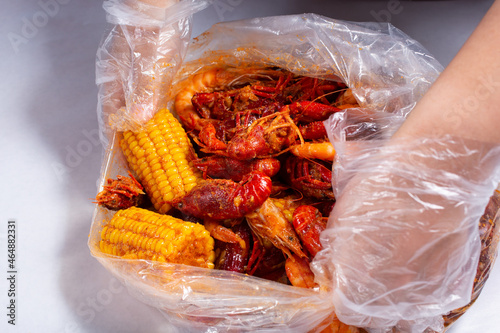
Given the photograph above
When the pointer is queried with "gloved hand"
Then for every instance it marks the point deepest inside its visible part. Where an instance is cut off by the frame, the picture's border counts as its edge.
(402, 241)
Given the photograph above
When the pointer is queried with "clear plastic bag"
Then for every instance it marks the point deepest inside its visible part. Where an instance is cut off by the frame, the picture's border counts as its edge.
(386, 70)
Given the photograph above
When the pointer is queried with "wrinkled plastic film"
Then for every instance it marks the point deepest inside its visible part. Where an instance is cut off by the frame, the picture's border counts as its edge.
(138, 59)
(387, 71)
(414, 256)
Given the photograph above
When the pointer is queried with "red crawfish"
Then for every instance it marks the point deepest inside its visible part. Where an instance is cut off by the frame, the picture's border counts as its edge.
(234, 255)
(299, 272)
(217, 166)
(121, 193)
(222, 199)
(309, 223)
(269, 224)
(311, 178)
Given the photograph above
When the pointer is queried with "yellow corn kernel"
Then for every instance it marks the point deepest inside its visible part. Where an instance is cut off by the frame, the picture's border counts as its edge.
(158, 155)
(153, 236)
(286, 206)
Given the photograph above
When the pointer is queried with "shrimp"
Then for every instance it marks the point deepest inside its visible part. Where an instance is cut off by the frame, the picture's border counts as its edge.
(202, 82)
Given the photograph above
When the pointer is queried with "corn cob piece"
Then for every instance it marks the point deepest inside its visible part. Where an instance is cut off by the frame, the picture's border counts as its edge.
(136, 233)
(160, 155)
(286, 206)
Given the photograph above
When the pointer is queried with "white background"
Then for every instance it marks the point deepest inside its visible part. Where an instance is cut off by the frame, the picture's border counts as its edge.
(50, 157)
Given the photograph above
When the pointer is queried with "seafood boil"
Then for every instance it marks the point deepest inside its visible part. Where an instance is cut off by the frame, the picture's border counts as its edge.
(247, 161)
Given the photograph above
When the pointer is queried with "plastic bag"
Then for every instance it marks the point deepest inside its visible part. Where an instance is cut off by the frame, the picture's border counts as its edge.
(386, 70)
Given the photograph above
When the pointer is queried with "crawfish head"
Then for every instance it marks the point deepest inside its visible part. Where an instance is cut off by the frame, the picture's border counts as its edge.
(222, 199)
(269, 223)
(266, 136)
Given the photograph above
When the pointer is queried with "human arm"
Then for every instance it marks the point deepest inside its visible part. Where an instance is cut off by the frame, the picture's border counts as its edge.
(403, 239)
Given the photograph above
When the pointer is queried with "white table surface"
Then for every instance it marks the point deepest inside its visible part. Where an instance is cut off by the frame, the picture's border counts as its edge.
(48, 111)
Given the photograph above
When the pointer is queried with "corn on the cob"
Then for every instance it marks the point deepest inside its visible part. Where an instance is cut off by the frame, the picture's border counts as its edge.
(286, 206)
(161, 155)
(136, 233)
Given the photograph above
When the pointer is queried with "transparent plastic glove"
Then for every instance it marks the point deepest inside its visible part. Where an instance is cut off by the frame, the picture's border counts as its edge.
(402, 244)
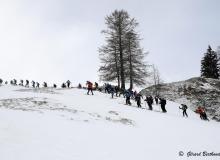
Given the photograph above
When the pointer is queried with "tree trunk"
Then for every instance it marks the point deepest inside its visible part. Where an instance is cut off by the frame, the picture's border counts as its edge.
(121, 56)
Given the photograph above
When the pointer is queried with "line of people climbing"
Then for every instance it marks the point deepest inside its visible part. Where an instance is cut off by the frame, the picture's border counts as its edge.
(34, 84)
(116, 91)
(149, 100)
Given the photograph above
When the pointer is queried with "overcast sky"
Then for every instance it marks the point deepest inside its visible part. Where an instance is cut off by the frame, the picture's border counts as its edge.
(56, 40)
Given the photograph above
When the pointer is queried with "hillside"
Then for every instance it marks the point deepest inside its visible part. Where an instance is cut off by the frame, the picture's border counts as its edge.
(193, 92)
(67, 124)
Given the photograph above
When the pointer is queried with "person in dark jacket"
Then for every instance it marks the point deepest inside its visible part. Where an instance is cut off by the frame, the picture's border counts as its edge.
(163, 103)
(128, 97)
(27, 83)
(184, 108)
(96, 86)
(112, 90)
(68, 83)
(63, 85)
(90, 85)
(37, 85)
(79, 86)
(21, 82)
(156, 100)
(138, 99)
(149, 100)
(45, 85)
(116, 90)
(33, 84)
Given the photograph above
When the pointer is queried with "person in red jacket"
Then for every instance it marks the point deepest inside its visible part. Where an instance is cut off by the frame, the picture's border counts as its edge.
(90, 85)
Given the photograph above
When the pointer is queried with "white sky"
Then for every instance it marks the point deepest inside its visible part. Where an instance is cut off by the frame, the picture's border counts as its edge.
(56, 40)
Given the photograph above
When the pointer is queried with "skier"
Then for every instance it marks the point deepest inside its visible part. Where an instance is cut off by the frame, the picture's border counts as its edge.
(138, 99)
(201, 111)
(184, 108)
(90, 85)
(156, 100)
(79, 86)
(1, 81)
(63, 85)
(37, 85)
(116, 90)
(33, 84)
(45, 85)
(27, 83)
(149, 101)
(68, 83)
(111, 90)
(96, 85)
(163, 103)
(128, 97)
(15, 82)
(21, 83)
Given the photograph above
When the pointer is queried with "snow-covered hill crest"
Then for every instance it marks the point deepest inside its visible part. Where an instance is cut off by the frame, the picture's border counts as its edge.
(68, 124)
(193, 92)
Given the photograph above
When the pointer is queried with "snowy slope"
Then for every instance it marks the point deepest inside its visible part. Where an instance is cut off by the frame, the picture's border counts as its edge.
(67, 124)
(193, 92)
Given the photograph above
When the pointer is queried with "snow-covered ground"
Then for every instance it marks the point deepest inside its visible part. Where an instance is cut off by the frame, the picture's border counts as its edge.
(67, 124)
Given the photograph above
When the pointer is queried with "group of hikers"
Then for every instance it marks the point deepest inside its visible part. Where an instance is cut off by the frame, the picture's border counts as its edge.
(116, 91)
(35, 84)
(149, 100)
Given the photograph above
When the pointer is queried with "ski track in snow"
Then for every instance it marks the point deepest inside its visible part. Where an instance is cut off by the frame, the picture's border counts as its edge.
(67, 124)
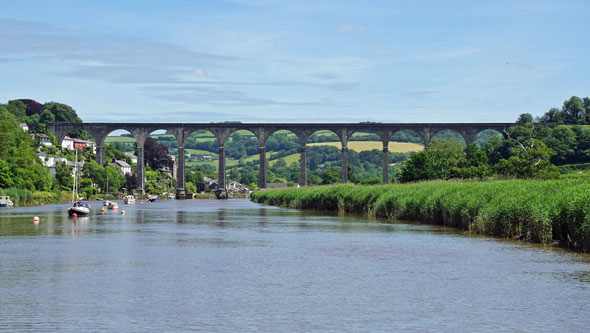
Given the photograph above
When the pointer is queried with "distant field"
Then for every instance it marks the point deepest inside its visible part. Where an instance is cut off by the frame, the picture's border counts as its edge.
(122, 139)
(394, 147)
(199, 152)
(289, 159)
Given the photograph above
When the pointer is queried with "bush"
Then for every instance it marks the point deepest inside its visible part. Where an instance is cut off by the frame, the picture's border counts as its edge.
(532, 210)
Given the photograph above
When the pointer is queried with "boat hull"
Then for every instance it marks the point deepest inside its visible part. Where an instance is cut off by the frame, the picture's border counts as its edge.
(79, 211)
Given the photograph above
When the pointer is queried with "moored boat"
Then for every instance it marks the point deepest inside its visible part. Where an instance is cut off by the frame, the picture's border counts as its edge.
(129, 200)
(5, 201)
(112, 205)
(80, 208)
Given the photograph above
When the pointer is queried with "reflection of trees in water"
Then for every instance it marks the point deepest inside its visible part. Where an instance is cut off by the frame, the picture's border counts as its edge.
(180, 217)
(221, 218)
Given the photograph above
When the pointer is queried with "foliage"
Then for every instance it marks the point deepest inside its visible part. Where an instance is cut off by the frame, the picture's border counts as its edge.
(20, 166)
(63, 174)
(156, 154)
(534, 210)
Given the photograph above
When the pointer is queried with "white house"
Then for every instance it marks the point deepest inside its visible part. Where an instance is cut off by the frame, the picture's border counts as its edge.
(47, 160)
(84, 144)
(67, 143)
(126, 168)
(131, 156)
(44, 140)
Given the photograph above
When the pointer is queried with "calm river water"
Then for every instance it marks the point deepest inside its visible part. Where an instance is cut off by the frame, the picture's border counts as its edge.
(235, 266)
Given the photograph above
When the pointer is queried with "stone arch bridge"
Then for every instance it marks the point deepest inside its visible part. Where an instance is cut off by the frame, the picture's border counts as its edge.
(262, 131)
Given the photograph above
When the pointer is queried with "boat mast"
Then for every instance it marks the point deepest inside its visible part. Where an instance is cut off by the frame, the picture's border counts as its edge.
(75, 171)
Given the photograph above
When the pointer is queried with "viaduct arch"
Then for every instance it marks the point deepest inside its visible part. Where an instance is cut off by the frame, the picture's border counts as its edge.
(262, 131)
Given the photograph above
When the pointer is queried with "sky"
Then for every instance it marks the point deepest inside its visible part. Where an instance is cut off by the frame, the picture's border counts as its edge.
(296, 61)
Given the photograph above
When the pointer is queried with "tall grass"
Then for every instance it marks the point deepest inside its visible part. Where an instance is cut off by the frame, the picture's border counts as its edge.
(533, 210)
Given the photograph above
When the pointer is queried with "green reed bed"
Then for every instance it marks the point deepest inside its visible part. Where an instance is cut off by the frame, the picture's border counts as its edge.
(533, 210)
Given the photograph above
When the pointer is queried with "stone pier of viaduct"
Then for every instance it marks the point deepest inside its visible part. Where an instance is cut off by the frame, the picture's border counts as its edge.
(262, 131)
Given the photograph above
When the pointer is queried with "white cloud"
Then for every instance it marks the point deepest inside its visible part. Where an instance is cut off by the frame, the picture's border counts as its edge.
(351, 27)
(199, 72)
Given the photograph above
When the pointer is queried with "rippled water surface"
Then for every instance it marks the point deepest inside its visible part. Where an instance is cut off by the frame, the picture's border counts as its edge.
(236, 266)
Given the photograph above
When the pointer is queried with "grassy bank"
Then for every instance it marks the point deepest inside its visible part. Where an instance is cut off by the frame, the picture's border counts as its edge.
(532, 210)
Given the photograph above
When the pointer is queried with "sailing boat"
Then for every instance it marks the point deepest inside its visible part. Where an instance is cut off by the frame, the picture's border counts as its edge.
(106, 195)
(80, 208)
(111, 205)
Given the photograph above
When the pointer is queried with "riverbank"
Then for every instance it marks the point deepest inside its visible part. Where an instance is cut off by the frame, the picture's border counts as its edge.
(22, 197)
(531, 210)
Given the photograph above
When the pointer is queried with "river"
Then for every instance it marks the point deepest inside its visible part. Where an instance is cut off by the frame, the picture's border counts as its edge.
(237, 266)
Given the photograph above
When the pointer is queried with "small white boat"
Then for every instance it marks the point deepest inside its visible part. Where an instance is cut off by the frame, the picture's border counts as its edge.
(80, 208)
(5, 201)
(112, 205)
(129, 200)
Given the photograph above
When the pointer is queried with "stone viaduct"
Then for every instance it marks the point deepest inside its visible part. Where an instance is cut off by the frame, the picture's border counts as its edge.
(262, 131)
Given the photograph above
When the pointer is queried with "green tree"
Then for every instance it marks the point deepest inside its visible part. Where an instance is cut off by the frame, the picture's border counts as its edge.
(524, 118)
(5, 175)
(116, 178)
(62, 112)
(554, 115)
(573, 111)
(331, 176)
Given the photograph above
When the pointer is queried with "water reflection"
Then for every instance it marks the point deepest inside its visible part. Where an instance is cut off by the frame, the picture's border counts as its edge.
(233, 265)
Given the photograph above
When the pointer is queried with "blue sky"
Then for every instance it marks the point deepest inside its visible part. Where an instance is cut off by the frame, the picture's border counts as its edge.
(296, 61)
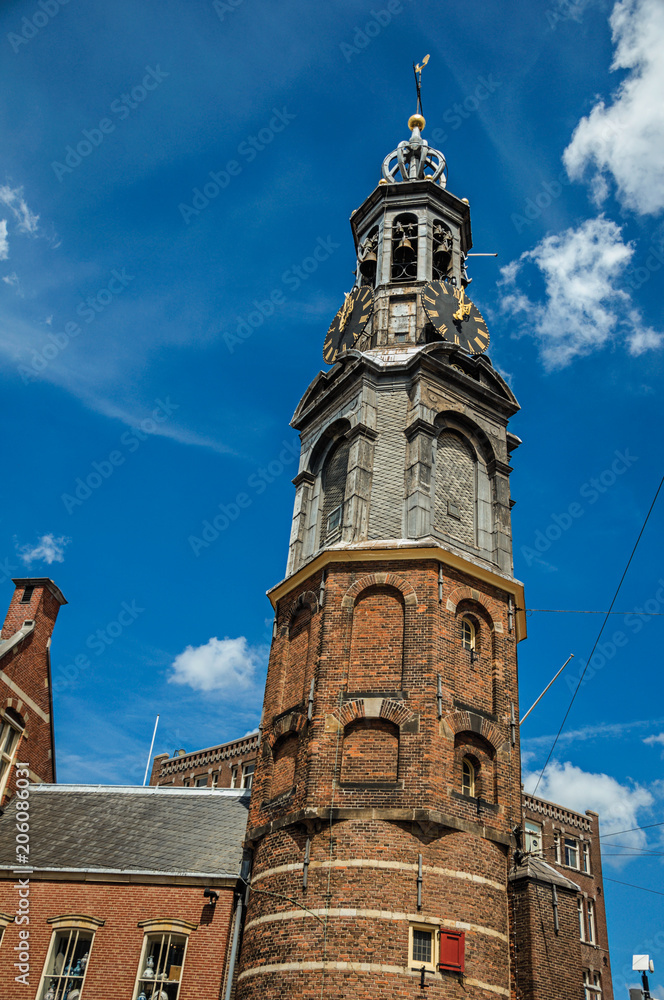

★ ★ ★ ★

◆ The exercise
How many lines of the data above contain the string "viaduct"? Letter case counts, so reply with only the number.

◆ Response
3